### WHAT THE TASK ASKS
Lines below starting with the line with "The component shall locate one point per instance of the small" and going on through the line with "Target: small building in distance" must be output exactly; the rest of the records must be left out.

[Natural-language object grounding data]
────

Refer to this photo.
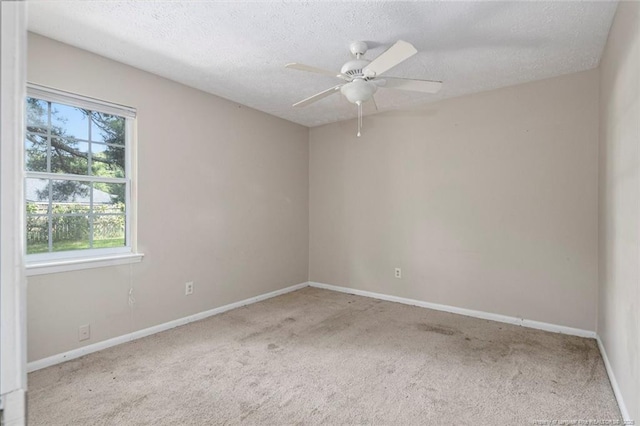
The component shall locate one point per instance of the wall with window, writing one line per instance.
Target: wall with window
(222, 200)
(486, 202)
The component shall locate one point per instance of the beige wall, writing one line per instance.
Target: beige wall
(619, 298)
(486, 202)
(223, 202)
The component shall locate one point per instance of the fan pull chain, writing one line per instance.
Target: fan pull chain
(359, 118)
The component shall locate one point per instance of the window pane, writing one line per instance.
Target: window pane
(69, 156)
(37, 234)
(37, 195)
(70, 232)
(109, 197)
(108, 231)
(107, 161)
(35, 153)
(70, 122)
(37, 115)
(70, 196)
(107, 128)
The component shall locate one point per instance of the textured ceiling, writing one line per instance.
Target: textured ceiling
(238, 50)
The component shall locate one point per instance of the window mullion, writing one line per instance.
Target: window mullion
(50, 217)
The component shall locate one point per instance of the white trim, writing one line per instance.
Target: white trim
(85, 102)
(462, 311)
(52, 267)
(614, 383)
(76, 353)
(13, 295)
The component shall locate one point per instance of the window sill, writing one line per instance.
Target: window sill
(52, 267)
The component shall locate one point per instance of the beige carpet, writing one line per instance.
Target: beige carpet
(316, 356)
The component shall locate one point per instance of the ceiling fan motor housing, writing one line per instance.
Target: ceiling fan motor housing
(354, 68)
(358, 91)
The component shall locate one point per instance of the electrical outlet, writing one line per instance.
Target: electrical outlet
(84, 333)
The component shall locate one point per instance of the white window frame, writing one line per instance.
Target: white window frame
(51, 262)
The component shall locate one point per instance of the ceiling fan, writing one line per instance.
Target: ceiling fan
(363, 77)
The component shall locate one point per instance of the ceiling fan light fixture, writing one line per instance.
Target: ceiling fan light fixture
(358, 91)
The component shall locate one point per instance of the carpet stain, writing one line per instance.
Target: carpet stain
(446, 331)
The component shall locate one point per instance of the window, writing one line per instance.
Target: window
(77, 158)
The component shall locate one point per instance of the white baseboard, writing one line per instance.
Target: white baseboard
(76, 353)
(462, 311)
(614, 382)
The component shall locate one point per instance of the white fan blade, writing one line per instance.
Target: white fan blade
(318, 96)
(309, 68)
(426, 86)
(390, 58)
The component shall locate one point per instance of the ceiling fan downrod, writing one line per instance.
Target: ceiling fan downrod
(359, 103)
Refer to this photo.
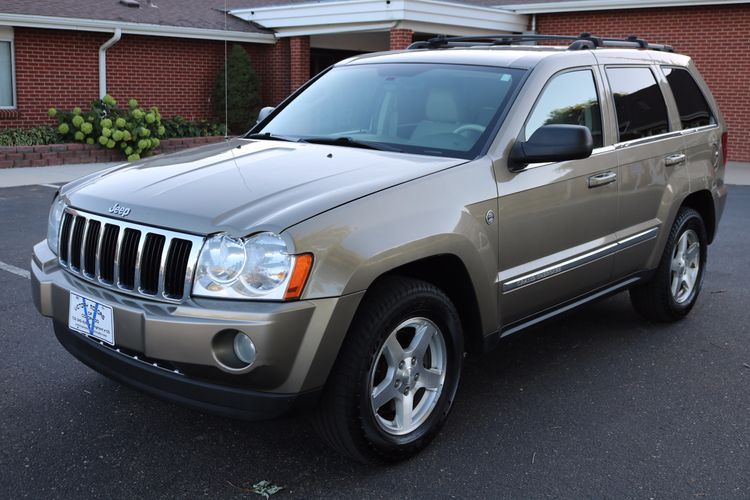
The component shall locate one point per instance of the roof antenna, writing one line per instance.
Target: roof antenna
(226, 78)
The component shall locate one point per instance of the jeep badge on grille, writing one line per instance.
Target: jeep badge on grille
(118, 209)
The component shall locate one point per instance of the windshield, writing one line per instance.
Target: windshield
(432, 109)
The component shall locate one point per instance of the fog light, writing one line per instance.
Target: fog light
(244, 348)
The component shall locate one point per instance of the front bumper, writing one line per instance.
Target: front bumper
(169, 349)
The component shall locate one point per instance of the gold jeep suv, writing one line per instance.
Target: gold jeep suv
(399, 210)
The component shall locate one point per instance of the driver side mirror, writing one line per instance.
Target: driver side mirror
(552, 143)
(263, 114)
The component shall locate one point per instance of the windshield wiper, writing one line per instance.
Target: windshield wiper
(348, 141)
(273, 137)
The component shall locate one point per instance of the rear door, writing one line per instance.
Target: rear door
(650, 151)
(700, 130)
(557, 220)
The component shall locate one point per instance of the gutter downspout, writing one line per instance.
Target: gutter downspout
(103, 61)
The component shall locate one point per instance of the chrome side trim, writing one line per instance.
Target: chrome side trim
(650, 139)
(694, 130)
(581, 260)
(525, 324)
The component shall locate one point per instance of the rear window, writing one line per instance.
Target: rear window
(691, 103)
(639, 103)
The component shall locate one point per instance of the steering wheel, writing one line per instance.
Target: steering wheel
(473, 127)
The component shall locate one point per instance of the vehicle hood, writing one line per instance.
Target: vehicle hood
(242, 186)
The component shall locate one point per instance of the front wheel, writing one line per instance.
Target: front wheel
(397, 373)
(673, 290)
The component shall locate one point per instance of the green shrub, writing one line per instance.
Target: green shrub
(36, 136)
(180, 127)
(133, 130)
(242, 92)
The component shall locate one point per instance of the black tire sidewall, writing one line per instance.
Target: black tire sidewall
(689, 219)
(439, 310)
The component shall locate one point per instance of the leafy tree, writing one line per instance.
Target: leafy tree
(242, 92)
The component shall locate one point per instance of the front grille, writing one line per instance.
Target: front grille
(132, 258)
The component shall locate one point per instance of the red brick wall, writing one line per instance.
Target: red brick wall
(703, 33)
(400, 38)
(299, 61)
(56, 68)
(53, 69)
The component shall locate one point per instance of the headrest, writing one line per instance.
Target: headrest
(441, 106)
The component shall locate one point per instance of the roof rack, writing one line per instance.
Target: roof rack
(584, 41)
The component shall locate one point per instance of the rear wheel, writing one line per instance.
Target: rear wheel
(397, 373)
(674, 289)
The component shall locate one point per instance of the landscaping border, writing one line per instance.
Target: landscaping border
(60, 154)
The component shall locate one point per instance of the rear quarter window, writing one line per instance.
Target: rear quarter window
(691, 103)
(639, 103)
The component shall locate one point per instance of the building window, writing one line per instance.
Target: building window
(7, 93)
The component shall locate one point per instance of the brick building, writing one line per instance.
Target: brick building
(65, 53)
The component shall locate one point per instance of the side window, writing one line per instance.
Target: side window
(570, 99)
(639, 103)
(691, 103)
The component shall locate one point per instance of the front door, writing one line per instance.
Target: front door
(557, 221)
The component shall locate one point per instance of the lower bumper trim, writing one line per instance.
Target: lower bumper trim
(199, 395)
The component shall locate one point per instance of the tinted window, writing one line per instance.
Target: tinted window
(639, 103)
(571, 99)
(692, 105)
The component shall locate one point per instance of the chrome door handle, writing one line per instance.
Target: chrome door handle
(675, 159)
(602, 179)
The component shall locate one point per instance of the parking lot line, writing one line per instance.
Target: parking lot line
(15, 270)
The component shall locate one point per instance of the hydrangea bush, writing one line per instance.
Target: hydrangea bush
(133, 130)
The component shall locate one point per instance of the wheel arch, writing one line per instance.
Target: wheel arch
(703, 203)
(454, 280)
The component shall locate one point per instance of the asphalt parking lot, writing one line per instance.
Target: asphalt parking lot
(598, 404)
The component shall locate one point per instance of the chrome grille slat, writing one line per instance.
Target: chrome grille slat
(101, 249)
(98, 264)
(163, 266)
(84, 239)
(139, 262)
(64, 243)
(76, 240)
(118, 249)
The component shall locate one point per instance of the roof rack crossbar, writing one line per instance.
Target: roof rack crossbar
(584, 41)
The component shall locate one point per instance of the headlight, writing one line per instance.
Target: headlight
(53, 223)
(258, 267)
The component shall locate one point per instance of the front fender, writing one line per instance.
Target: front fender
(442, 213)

────

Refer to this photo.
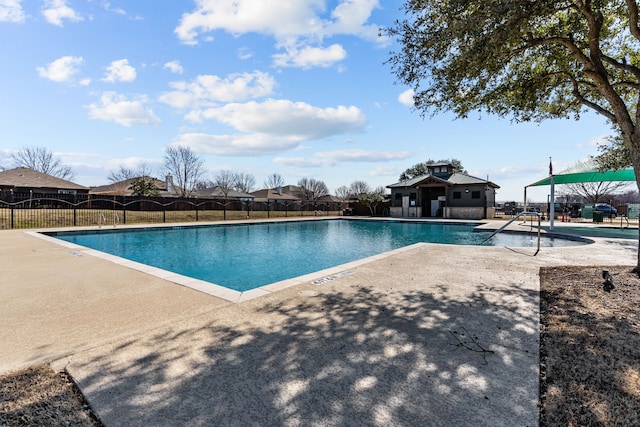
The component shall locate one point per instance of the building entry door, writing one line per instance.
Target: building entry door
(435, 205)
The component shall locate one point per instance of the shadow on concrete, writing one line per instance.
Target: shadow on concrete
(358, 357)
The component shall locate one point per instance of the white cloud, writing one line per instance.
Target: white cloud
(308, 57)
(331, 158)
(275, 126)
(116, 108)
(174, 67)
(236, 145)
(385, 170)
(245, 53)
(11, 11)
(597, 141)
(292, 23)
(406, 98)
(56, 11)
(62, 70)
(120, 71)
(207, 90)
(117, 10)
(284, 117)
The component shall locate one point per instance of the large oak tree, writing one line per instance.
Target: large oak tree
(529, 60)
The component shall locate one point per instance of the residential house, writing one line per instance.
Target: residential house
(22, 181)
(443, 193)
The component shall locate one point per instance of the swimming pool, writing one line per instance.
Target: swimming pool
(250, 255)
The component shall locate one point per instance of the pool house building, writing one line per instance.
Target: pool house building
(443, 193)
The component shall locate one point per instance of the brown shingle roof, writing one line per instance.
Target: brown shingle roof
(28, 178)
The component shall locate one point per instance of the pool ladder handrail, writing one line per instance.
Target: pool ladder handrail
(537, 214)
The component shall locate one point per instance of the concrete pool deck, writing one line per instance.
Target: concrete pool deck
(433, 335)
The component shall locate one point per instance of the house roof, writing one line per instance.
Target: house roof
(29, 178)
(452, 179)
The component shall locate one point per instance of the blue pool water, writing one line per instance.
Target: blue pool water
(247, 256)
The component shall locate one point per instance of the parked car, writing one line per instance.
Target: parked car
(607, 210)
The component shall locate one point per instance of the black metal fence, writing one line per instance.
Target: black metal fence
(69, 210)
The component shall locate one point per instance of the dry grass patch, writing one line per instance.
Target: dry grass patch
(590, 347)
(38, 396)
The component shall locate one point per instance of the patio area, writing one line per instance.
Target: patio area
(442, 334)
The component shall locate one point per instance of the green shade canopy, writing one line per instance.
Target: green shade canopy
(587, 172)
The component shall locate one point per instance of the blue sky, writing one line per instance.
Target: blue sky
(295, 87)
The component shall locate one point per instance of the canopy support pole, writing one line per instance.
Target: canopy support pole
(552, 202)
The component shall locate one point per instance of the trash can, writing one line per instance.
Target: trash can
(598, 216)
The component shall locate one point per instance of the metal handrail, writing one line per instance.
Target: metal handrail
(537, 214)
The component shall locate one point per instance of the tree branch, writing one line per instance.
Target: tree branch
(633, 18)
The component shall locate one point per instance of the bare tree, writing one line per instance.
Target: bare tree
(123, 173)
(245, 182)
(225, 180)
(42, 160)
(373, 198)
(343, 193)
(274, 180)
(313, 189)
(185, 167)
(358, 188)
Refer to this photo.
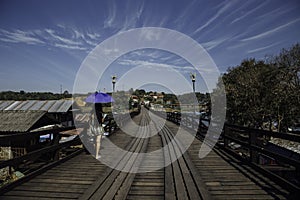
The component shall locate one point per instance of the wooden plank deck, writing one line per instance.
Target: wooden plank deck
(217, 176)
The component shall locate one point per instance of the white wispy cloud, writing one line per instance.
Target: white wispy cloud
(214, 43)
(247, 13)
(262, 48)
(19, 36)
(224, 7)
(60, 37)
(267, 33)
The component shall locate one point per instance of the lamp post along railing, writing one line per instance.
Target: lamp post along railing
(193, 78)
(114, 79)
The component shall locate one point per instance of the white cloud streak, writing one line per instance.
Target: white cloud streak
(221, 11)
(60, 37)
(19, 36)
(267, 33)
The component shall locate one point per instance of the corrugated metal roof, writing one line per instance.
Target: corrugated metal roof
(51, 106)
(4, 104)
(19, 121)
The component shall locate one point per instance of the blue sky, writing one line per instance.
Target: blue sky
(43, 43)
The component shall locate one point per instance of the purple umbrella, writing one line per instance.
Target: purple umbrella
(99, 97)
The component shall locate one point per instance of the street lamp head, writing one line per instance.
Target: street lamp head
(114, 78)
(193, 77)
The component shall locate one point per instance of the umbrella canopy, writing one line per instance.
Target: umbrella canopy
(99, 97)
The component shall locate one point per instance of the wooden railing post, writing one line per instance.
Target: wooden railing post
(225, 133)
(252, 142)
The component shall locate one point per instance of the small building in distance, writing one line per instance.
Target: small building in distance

────

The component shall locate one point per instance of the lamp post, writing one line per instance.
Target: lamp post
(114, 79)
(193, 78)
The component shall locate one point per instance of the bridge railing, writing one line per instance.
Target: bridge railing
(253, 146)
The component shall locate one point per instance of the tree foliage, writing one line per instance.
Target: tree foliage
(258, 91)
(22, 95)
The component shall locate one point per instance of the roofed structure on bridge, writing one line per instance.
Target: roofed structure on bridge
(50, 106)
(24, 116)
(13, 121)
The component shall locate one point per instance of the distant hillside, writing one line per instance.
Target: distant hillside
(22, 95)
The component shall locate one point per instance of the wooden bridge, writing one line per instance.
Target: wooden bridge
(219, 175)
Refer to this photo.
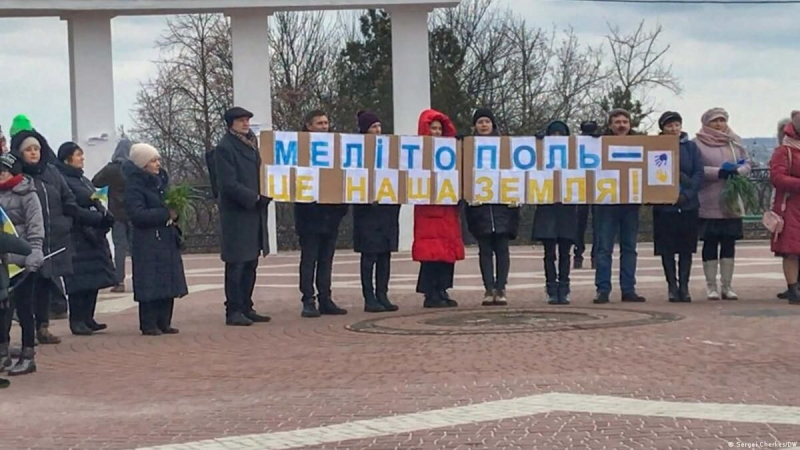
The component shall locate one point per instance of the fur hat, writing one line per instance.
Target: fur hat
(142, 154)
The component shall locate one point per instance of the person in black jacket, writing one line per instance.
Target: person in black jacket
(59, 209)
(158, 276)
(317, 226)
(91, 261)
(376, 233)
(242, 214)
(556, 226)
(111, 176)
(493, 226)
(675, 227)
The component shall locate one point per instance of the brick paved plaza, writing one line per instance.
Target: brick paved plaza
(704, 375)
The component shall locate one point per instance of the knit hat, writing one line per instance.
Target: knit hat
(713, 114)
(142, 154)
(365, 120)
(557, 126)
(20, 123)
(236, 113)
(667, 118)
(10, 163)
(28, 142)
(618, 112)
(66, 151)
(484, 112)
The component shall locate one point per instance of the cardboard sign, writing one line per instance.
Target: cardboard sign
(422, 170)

────

### COMPLETED TASK
The component shall locate one point per instance of the small building in distance, writing one line per instance.
Target: small building in distance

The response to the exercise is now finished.